--- Start of AVAILABLE RECORDS ---

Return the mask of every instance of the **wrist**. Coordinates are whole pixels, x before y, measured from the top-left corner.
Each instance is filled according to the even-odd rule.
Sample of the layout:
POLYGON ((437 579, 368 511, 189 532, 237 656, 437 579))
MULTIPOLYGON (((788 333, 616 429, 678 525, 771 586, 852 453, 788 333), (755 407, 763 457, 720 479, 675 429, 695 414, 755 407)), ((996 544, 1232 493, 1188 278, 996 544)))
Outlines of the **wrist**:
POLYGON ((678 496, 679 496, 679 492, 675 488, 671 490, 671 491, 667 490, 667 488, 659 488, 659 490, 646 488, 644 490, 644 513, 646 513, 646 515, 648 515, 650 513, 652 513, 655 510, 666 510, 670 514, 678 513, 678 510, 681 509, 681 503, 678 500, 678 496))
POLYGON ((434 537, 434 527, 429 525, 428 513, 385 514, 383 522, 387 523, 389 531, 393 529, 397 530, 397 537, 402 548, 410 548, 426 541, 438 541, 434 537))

--- End of AVAILABLE RECORDS ---

- CHALLENGE:
Copy every row above word for word, with no changes.

- ANSWER TO THE PROBLEM:
Return the mask of every instance of the **wrist**. Coordinates are whole pixels, x before y, measured from the top-left corner.
Each instance is filled according to the even-odd rule.
Sample of the layout:
POLYGON ((437 579, 368 511, 189 532, 237 656, 437 579))
MULTIPOLYGON (((788 333, 616 429, 678 525, 771 586, 852 453, 788 333), (755 407, 763 457, 720 479, 675 429, 695 414, 755 407)), ((996 544, 1232 493, 1188 278, 996 544)))
Outlines of the **wrist**:
POLYGON ((678 496, 679 496, 679 492, 675 488, 671 490, 671 491, 667 490, 667 488, 659 488, 659 490, 646 488, 644 490, 644 513, 646 513, 646 515, 648 515, 650 513, 652 513, 655 510, 666 510, 670 514, 678 513, 678 510, 681 509, 681 503, 678 500, 678 496))
POLYGON ((434 537, 434 527, 429 525, 428 513, 385 514, 383 522, 387 523, 389 531, 393 529, 397 530, 397 537, 402 548, 410 548, 426 541, 438 541, 434 537))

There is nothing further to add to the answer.